- Отрывок:
+===+

Телевизионщики привезли из Москвы письма и магнитофонные записи голосов родственников и знакомых восходителей. Кононов вставил кассеты в экспедиционный магнитофон, и на 7800 послышались родные голоса.
"Эдик окунулся в тёплую домашнюю обстановку в окружении своих трех женщин. Я вспомнил эту чудесную семью и не мог не позавидовать ему. Сколько нежности было в словах и сколько старания в песнях под пианино его жены и дочерей", – записал в дневнике Балыбердин.
Ему самому, холостому и весьма замкнутому человеку, "передавала привет всего лишь развесёлая компания приятелей-ленинградцев".
Вторая новость. Утром из базового лагеря вышли Иванов, Ефимов, Бершов и Туркевич. Накануне они предложили внести некоторые изменения в новую схему штурма. Группа планировала обеспечить кислородом не только передовую двойку, но и себя. Они хотели быть в меньшей зависимости от следующей за ними четверки Ильинского. Учитывая, что Мысловскому и Балыбердину предстояла тяжёлая работа вдвоём, надо иметь в виду возможные чрезвычайные события. Тамм обещал обсудить предложение на тренерском совете и сообщить позже о принятом решении.
30 апреля. Утром Мысловский, Балыбердин и Наванг долго прикидывали, как бы унести все необходимые грузы до четвертого лагеря. Наконец нагрузились примерно так: Балыбердин – 29 килограммов, Мысловский – 27, Наванг – 26. (В базовом лагере забеспокоились: слишком тяжелы рюкзаки для отвесных скал на этом участке маршрута). Балыбердин, выйдя часа на полтора раньше, прихватил из третьего лагеря ещё и кинокамеру "Красногорск", которую занес сюда Шопин. Поднявшись до гребня, занялся съёмкой.

+===+

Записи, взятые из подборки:
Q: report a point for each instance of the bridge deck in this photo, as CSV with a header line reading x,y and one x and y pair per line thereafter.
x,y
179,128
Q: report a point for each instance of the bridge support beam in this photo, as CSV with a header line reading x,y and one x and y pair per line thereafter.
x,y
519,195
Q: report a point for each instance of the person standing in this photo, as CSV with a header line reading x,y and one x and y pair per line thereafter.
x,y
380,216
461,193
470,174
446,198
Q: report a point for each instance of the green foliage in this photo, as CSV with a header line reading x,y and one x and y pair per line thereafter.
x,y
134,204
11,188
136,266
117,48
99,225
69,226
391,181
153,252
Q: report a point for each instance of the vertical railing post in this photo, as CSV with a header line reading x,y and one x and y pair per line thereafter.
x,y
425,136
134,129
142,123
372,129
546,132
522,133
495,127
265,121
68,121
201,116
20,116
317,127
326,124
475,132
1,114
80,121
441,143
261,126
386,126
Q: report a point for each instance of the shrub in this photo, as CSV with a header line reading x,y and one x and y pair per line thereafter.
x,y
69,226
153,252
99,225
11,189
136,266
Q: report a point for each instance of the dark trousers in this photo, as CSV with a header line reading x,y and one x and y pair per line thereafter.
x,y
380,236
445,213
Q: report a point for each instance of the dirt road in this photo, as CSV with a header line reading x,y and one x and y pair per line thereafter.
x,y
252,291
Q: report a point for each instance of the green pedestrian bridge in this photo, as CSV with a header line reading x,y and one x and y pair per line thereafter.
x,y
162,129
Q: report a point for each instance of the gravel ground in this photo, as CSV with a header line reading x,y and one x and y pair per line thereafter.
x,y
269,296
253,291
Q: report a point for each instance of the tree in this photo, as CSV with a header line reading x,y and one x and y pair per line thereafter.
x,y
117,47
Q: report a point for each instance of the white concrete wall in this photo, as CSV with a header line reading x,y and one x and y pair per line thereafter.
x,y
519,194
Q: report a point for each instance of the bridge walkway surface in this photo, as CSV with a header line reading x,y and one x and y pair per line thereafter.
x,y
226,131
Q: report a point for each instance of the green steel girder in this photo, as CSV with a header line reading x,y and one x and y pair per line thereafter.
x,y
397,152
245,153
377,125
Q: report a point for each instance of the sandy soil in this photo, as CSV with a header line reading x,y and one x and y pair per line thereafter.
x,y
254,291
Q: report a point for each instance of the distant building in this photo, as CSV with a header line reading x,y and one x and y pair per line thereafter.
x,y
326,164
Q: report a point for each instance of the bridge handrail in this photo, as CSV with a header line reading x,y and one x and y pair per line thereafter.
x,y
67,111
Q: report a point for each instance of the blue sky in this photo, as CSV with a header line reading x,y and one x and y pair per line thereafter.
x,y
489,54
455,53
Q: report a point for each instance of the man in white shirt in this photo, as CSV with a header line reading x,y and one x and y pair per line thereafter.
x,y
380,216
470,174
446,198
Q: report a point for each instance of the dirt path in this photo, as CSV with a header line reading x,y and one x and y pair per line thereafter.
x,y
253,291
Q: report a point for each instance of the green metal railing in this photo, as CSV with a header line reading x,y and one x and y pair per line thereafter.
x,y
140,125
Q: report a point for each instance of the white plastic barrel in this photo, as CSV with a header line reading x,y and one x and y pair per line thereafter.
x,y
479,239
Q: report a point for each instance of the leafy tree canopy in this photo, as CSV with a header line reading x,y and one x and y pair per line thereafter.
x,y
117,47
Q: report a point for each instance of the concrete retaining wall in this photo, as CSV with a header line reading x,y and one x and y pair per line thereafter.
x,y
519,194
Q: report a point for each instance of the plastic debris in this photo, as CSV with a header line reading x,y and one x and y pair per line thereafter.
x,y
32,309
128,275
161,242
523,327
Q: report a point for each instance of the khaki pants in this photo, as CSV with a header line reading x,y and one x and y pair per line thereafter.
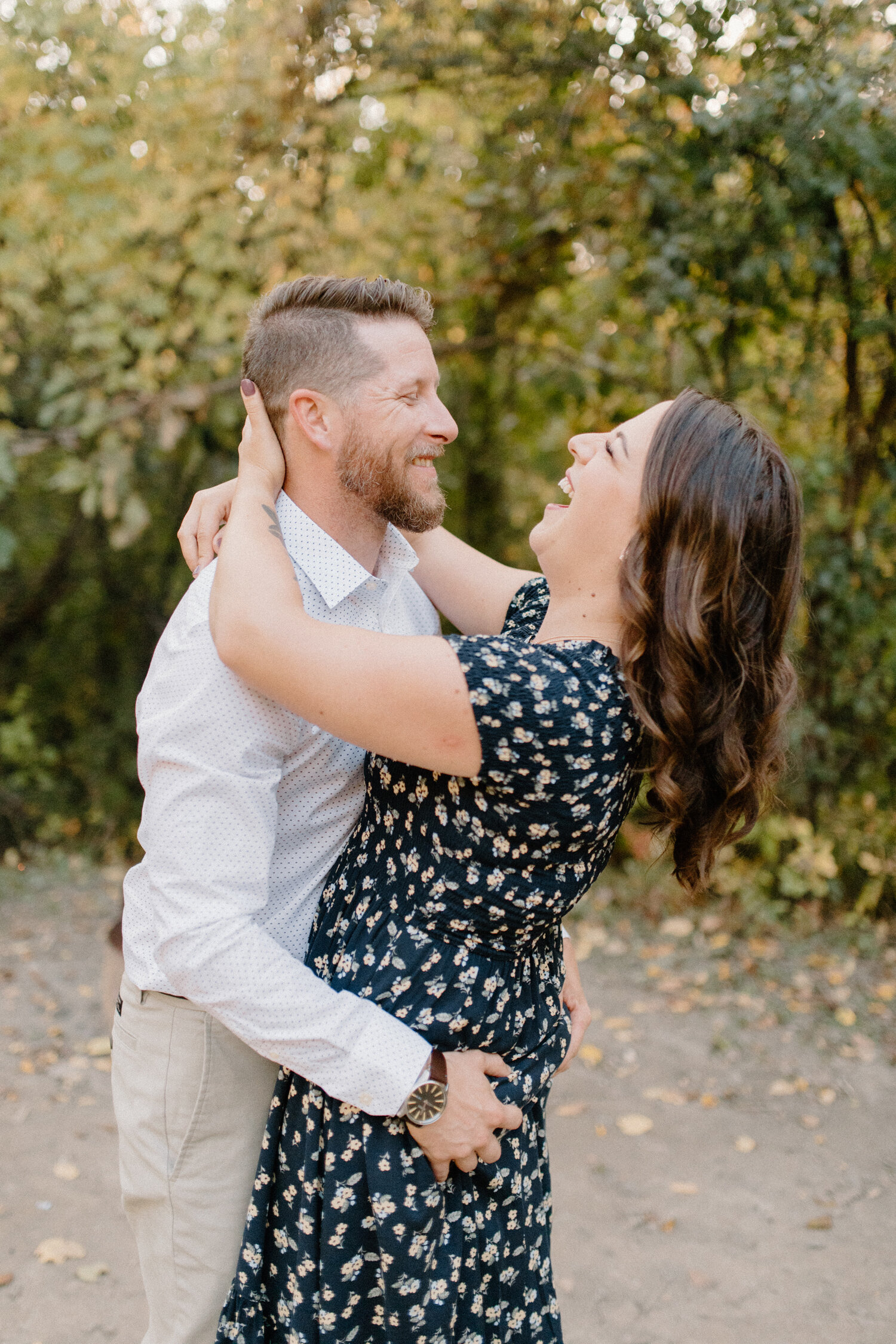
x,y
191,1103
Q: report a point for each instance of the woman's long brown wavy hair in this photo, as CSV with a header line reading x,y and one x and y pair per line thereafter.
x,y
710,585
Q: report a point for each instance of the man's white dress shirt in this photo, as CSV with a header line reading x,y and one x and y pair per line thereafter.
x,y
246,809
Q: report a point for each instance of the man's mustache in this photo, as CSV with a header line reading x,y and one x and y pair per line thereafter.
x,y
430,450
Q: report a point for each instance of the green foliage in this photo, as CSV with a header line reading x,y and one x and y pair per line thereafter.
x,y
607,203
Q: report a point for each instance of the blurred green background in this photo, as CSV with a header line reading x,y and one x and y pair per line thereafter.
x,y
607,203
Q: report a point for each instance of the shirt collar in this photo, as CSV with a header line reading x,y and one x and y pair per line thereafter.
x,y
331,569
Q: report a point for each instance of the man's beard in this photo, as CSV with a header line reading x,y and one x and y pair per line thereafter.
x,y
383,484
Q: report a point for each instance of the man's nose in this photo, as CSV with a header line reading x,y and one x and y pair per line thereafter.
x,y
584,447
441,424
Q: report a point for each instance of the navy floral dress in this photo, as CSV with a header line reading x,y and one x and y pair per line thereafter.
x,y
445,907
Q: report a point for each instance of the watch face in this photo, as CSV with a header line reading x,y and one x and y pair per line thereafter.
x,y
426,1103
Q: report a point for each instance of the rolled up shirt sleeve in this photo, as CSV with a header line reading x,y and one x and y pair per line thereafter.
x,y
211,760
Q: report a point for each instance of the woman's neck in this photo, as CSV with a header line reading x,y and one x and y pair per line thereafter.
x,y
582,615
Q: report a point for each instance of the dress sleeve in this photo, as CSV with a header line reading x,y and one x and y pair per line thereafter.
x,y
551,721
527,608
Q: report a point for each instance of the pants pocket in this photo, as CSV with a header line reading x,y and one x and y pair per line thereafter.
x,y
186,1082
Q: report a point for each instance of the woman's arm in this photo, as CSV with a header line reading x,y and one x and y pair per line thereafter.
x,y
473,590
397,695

+===+

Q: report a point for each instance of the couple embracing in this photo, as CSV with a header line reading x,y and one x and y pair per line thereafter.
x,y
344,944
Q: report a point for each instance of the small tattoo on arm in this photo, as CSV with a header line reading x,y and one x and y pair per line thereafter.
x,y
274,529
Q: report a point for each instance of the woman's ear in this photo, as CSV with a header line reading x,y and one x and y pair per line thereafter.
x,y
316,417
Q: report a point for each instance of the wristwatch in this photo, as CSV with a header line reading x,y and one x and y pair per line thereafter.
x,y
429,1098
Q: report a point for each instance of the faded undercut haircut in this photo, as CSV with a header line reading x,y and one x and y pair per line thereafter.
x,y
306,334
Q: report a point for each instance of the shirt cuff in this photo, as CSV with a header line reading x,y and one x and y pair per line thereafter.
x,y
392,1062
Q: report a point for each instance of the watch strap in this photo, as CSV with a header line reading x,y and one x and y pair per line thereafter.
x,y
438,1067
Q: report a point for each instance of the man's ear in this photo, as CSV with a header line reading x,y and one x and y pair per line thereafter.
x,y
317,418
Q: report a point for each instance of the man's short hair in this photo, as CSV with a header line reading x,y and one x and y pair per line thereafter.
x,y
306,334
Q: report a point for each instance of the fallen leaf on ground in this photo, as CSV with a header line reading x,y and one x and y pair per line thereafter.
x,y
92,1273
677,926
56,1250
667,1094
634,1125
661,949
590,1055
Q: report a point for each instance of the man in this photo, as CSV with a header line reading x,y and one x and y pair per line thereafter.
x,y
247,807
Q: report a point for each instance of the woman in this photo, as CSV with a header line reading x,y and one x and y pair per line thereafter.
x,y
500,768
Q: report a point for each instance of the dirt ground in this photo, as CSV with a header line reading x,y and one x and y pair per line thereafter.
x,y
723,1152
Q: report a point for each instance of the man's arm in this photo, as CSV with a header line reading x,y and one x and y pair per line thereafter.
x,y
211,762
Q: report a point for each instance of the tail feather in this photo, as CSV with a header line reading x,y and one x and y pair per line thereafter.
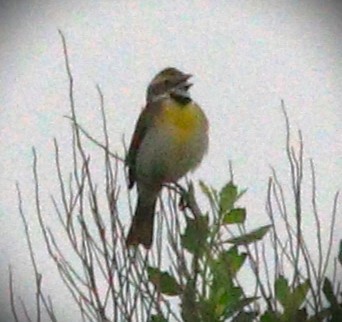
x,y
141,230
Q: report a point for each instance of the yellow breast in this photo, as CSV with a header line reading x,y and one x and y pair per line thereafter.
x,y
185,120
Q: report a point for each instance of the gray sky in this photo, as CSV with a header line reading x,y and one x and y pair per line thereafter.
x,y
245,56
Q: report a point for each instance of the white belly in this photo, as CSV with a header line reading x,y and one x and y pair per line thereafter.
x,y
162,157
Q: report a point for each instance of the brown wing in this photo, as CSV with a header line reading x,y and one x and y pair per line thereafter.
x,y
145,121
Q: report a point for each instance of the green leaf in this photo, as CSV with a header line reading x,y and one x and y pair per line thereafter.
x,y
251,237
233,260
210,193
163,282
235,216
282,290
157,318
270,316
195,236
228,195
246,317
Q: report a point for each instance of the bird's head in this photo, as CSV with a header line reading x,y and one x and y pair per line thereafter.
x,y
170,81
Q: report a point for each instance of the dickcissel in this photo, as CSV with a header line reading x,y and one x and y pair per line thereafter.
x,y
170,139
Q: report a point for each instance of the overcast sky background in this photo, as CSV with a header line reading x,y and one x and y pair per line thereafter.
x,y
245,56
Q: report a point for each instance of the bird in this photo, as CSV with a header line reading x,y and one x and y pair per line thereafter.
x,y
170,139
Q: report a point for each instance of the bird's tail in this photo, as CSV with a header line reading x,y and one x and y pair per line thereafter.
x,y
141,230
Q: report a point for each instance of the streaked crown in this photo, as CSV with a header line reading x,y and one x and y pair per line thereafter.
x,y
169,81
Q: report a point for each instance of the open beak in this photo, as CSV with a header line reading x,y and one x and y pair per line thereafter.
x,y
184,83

+===+

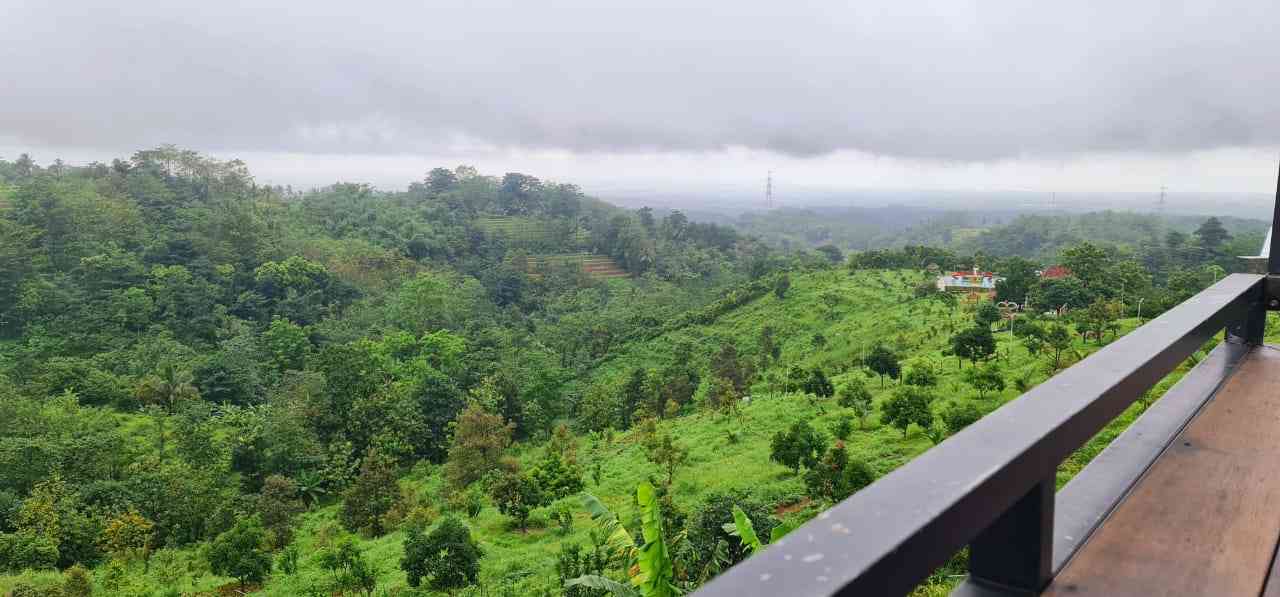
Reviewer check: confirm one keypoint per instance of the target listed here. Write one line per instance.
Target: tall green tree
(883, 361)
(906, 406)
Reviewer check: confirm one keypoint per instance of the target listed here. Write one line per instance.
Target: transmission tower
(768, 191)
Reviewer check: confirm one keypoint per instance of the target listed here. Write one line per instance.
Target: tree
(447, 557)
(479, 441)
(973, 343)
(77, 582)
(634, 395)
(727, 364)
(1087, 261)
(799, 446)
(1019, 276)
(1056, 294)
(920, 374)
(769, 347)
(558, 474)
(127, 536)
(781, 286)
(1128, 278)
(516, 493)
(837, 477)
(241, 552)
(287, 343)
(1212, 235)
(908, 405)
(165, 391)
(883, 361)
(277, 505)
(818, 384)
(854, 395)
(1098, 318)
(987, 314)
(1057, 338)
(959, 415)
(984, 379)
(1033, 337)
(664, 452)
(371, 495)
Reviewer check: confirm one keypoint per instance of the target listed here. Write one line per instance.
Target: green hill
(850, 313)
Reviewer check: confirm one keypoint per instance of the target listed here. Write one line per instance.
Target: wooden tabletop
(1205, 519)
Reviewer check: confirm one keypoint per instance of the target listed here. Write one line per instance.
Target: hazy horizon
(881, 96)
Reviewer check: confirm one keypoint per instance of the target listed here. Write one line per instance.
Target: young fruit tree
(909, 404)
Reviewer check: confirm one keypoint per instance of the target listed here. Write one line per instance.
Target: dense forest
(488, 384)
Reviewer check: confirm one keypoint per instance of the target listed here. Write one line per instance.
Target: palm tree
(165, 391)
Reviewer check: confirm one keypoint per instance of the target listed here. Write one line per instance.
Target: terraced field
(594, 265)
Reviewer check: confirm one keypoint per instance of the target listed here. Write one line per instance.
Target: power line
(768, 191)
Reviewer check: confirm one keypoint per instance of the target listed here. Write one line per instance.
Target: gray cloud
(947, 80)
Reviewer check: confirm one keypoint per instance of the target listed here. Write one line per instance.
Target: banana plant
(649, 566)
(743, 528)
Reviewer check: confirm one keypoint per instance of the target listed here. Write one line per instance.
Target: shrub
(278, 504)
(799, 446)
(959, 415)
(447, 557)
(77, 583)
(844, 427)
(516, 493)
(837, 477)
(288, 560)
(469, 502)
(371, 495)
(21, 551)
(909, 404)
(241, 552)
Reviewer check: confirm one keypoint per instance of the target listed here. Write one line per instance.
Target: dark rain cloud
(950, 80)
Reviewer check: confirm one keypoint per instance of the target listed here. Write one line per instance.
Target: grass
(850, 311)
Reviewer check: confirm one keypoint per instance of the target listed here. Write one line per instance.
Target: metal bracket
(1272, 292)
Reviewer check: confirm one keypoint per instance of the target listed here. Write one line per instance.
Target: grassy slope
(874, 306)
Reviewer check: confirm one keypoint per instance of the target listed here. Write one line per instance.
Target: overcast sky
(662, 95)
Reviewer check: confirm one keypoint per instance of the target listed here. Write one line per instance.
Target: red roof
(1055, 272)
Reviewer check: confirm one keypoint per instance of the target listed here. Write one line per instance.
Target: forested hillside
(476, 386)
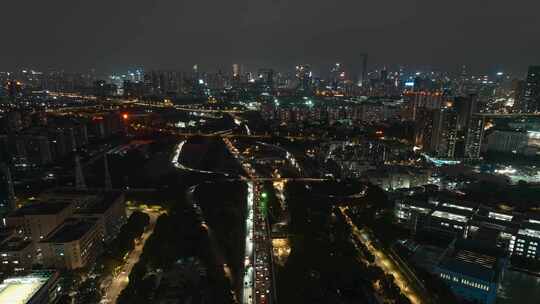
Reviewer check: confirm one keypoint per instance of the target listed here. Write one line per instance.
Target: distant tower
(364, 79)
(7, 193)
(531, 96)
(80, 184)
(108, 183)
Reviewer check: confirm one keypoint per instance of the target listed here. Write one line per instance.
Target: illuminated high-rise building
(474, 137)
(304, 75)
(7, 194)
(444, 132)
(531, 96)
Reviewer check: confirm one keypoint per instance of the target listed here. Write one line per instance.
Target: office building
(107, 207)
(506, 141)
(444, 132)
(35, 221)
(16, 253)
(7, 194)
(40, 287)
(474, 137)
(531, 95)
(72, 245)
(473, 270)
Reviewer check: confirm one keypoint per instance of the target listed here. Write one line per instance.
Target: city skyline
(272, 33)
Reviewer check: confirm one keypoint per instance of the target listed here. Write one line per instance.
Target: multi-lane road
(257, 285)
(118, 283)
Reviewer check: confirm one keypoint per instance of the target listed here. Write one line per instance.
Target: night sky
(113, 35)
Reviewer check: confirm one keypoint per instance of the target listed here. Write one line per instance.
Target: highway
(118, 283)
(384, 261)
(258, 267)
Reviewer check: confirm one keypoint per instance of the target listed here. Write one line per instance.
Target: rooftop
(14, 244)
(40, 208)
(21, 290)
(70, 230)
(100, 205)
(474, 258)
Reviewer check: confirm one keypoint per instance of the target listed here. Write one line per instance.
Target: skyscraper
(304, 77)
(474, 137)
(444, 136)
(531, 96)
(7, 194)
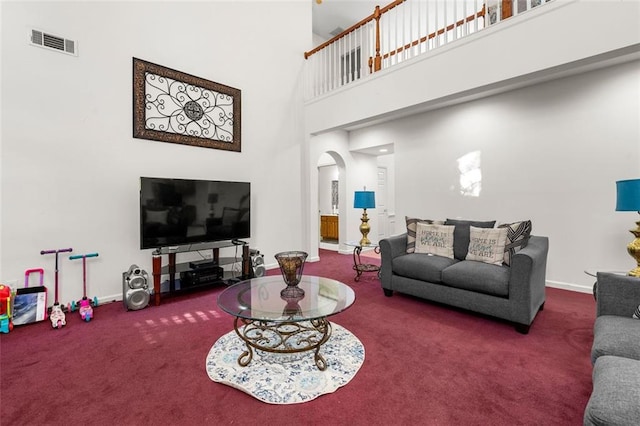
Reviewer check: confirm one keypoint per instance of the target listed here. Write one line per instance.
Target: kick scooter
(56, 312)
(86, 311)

+===+

- Письменное задание 1:
Сколько килограммов груза взял Мысловский 30 апреля, согласно отрывку?
- Письменное задание 2:
Выпишите из записей все строки, где встречается слово "building".

- Решение задачи 1:
27 килограммов.

- Решение задачи 2:
Q: report a point for each instance of the distant building in this photo, as CSV with a header line reading x,y and one x and y pair per line thereafter.
Target: illuminated high-rise building
Target: office building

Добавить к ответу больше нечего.